Short problem: Every record below should be transcribed exactly. Omit the images.

Source material:

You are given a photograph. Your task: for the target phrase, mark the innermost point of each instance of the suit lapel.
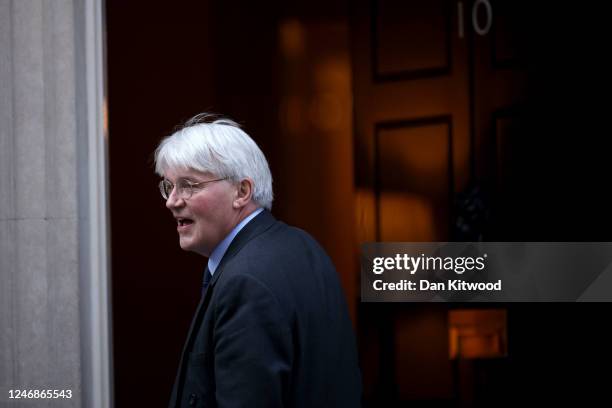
(256, 226)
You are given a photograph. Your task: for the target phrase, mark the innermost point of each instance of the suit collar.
(256, 226)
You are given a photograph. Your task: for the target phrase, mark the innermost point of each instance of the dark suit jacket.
(272, 329)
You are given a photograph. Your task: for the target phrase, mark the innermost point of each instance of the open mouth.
(183, 222)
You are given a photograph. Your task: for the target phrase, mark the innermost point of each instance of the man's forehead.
(184, 173)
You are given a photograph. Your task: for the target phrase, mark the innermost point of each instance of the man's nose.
(174, 200)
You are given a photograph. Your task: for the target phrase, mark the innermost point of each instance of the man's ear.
(244, 193)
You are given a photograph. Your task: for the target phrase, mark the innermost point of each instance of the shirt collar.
(219, 251)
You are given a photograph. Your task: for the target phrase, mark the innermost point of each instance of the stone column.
(53, 266)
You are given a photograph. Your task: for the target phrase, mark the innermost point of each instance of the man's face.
(205, 218)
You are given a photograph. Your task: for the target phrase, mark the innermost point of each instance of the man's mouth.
(183, 222)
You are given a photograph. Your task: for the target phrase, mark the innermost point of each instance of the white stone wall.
(45, 312)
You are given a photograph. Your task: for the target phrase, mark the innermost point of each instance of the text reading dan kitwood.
(413, 264)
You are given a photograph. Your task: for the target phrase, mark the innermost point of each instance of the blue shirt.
(219, 251)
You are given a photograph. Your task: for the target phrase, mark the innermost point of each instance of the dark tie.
(207, 278)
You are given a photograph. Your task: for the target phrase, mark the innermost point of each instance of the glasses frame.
(184, 193)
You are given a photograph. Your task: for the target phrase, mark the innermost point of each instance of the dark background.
(352, 102)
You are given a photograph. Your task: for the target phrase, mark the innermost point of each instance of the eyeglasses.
(184, 188)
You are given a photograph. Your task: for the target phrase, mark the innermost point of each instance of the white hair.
(217, 146)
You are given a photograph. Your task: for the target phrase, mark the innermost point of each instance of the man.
(272, 328)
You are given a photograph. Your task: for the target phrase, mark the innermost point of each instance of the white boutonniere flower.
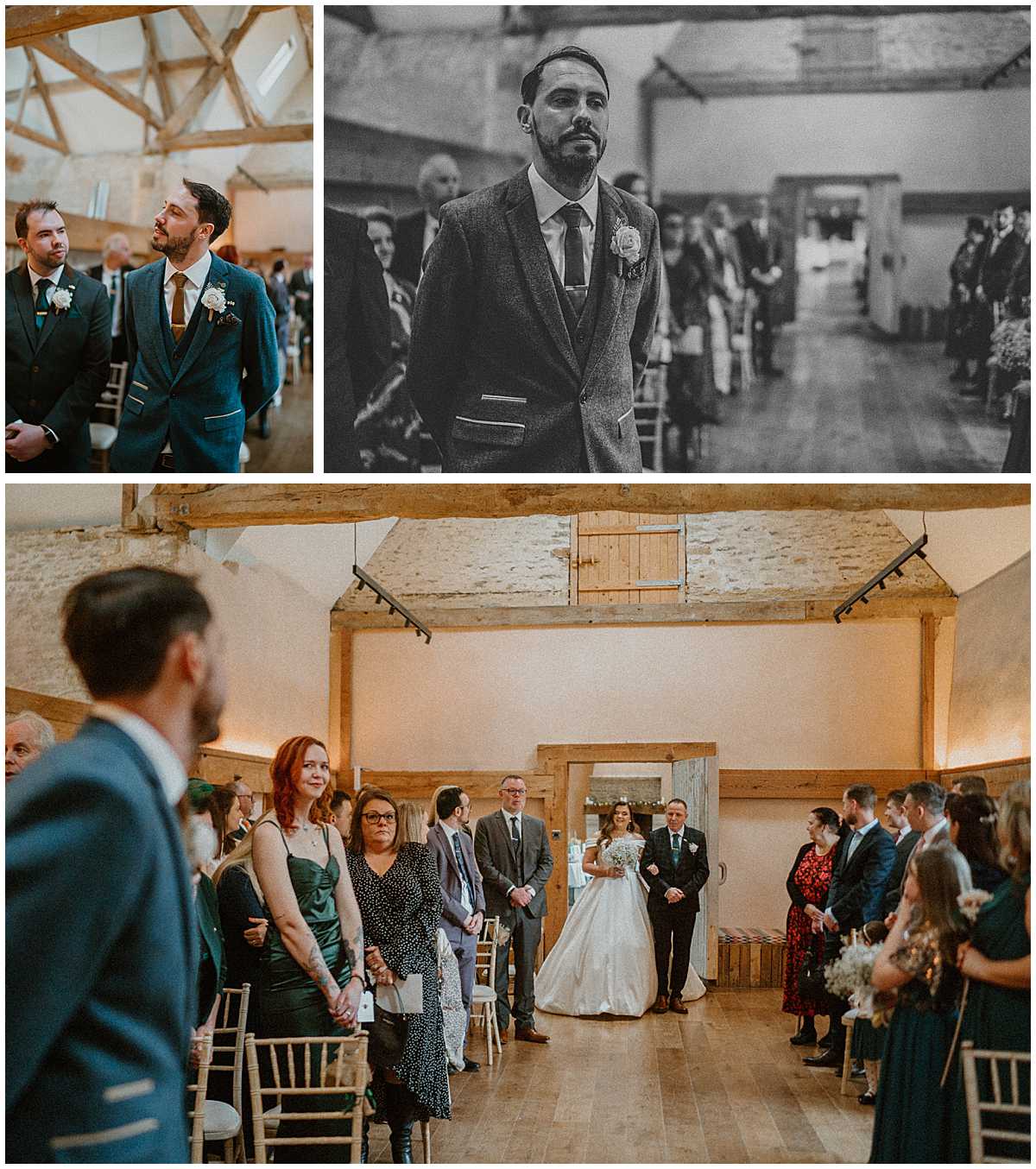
(214, 300)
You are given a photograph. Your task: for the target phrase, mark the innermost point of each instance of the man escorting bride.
(604, 961)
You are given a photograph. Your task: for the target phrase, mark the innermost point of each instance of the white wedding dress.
(603, 963)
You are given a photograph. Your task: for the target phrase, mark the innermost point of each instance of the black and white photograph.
(677, 238)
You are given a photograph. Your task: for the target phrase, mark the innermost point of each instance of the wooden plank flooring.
(722, 1084)
(850, 401)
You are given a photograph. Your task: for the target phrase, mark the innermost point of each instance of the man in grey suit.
(102, 951)
(515, 862)
(537, 307)
(464, 900)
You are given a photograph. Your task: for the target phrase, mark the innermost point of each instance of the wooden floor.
(850, 401)
(722, 1084)
(290, 445)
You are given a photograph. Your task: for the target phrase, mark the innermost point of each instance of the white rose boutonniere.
(214, 300)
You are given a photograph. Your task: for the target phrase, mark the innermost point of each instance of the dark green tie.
(42, 304)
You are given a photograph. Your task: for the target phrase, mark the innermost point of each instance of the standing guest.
(201, 345)
(313, 978)
(675, 865)
(126, 954)
(59, 349)
(401, 901)
(115, 267)
(961, 324)
(762, 253)
(808, 882)
(439, 181)
(537, 307)
(973, 832)
(357, 353)
(28, 736)
(913, 1112)
(514, 856)
(388, 427)
(464, 898)
(997, 961)
(854, 898)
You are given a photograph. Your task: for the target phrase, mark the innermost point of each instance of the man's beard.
(574, 170)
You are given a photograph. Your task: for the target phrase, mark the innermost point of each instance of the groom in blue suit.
(202, 347)
(102, 951)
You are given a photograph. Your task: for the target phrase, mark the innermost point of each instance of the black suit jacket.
(55, 376)
(408, 237)
(689, 875)
(858, 882)
(358, 336)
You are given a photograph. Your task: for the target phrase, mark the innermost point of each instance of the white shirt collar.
(195, 274)
(158, 749)
(550, 201)
(54, 277)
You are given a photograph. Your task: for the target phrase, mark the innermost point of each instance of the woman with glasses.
(311, 971)
(400, 900)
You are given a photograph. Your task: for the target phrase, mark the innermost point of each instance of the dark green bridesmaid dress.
(995, 1019)
(913, 1112)
(293, 1004)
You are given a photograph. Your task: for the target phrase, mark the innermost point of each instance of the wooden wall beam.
(230, 505)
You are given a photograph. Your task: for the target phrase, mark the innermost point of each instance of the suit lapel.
(534, 262)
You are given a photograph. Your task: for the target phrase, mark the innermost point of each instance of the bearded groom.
(202, 349)
(537, 306)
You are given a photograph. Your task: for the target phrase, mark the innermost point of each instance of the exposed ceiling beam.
(25, 23)
(76, 63)
(228, 505)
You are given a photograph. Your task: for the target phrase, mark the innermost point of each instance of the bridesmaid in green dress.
(918, 961)
(997, 961)
(313, 957)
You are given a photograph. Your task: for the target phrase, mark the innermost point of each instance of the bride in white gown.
(603, 963)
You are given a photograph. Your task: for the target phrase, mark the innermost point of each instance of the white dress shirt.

Task solution:
You are given a photograph. Your task: for the target phrase, mark the innermost point of each instance of the suit lapel.
(256, 226)
You are given a photograph. Your task: for the target phrase, mark the innermost point of each instance of the suit collar.
(256, 226)
You are given a photograph. Your task: for the target phrase, mark the innermost point of each instance of the dark suit jacket.
(272, 329)
You are given a photograph. Your task: for the target phrase, mark the innermost point of each instance of the open mouth.
(183, 222)
You are given a photograph. Your task: for the target phrase, mark the innermost point of each instance of the man's forehead.
(184, 173)
You are given a photograph. Your task: for the target phrase, mark the innermost point of each instance of the man's nose.
(174, 200)
You are given a photograph. Your task: for the target phrase, mark the innermost point of each instance of the man's ear.
(244, 193)
You are given a photograph. Your task: for the target phrase, mark the innermost point of each instance of the shirt collar.
(219, 251)
You are given a photograph. Your task: for the target phrase, mark the innermost point of each instance of the stone column.
(53, 266)
You are given a photograph. Your task: for the target phrase, mark the innermost point of each instance of the man's face.
(205, 218)
You are given a photograph. Your task: for the target phrase, mark the innermost point of each instance of the man's mouth.
(183, 222)
You are given a photograph. Your task: for the target phrase, mark the innermost point of each instance of the white stone wall.
(45, 312)
You are given a photograph. Your task: for the target phrase, mark the innermost point of each instance of the text reading dan kitwood.
(413, 264)
You are given a photograph. Your task: for the target phrase, mark the innermost point of each instance of the blue shirt.
(219, 251)
You are given a photograph. Your task: for the target phrase, mark the innermost point of each instance of the dark tie.
(207, 278)
You are given a photograph. Your task: for the target phrase, mark the innermost point of each instance of the glasses frame.
(184, 193)
You are given a photograph. Your task: for the target phrase, mark the innermost point of each instance of the dark background.
(352, 102)
You are given a photograph. Your task: for the target phrase, mark the innermost point of each instance of the eyeglasses.
(184, 188)
You are given a photograph. Your task: for the target phrase, mark the innermost point of each instance of the white hair.
(217, 146)
You are given a photograph. Your task: for the target phrase, mark the innermost point of each instance of the man.
(272, 328)
You are given a photograph. Your task: for the target phrase, mark the innermost point of each instance of the white boutonniere flower.
(214, 300)
You are given a photograph. Your task: for the target phrase, mark the innermost point of each instance of the man escorting bride.
(604, 961)
You are given a photograph. Your task: for the target phrase, mark the innermost point of each instance of the white wedding dress.
(603, 963)
You are given a photograph. Your task: for the target phrase, mark the innermost point of each instance of the black and white photograph.
(677, 238)
You are given a photograph. Your task: for the target phrase, mark the innermost point of each instance of the wooden plank flooring.
(722, 1084)
(850, 401)
You are given a photograph. Your task: for the target phrase, mark the innermost point of each instance of the man in grey suit.
(102, 951)
(515, 862)
(537, 307)
(464, 900)
You are given a photograph. Your task: for the target phrase, mark the innermost point of each instance of the wooden floor.
(850, 401)
(722, 1084)
(290, 445)
You are given a photograph. Your task: for the target phrase, mark the innermost point of each instance of the white rose boutonniere.
(214, 300)
You are given a photograph. Your task: for the target phrase, mark the innermost point of each instance of the dark green tie.
(42, 304)
You are given a photograph. Your task: for the target phrase, mark the innermost point of each instance of the standing guest.
(201, 345)
(313, 978)
(675, 865)
(126, 954)
(59, 349)
(401, 901)
(115, 267)
(961, 324)
(762, 253)
(808, 882)
(439, 181)
(537, 307)
(973, 832)
(357, 353)
(28, 736)
(913, 1112)
(514, 856)
(388, 427)
(464, 898)
(997, 961)
(854, 898)
You are given a photograph. Your task: for the target phrase, mark the innermost point of each instance of the man's beard.
(574, 170)
You are given a photograph. Your task: for the target phrase, mark the innermost point of each instance of the groom in blue suit.
(202, 347)
(102, 951)
You are given a photograph. Your task: for the target phrase, mark the innermost point of each instance of the black suit jacket.
(55, 376)
(408, 237)
(689, 875)
(858, 882)
(358, 336)
You are given a photograph. Your task: for the target phrase, mark the innermost point of each instance of the white shirt collar.
(195, 274)
(158, 749)
(550, 201)
(54, 277)
You are given a photograph. Your task: for the target phrase, mark the innermost point of each instance of the woman with glasses.
(311, 971)
(400, 900)
You are given a photograph. Your task: for the target phrase, mark the innermost point of each instance of the dark green bridesmaid dress.
(995, 1019)
(913, 1112)
(293, 1004)
You are given a photograph. Your task: for the target phrase, mark the innermost point of each instance of the wooden wall beam.
(230, 505)
You are given a photograph. Your task: for the target phrase, mark the innermost point of each instance of the suit lapel.
(534, 262)
You are given a photograph. Your task: for the target phrase, mark the innermost point of each instance of the bearded groom.
(202, 349)
(537, 306)
You are given a photograph. Your task: for the target phrase, mark the innermost point of each instance of the exposed ceiling beam.
(25, 23)
(76, 63)
(228, 505)
You are given a photograph. Your task: for the target phrase, mark the innermost point of each instance of the bridesmaid in green dress.
(918, 961)
(997, 961)
(313, 957)
You are given a photograph. Your task: for the target phrase, mark the innermost point of each instance of the bride in white gown.
(603, 963)
You are given a photograph. Your task: for the target phrase, mark the innermost point of each instance of the white dress shirt.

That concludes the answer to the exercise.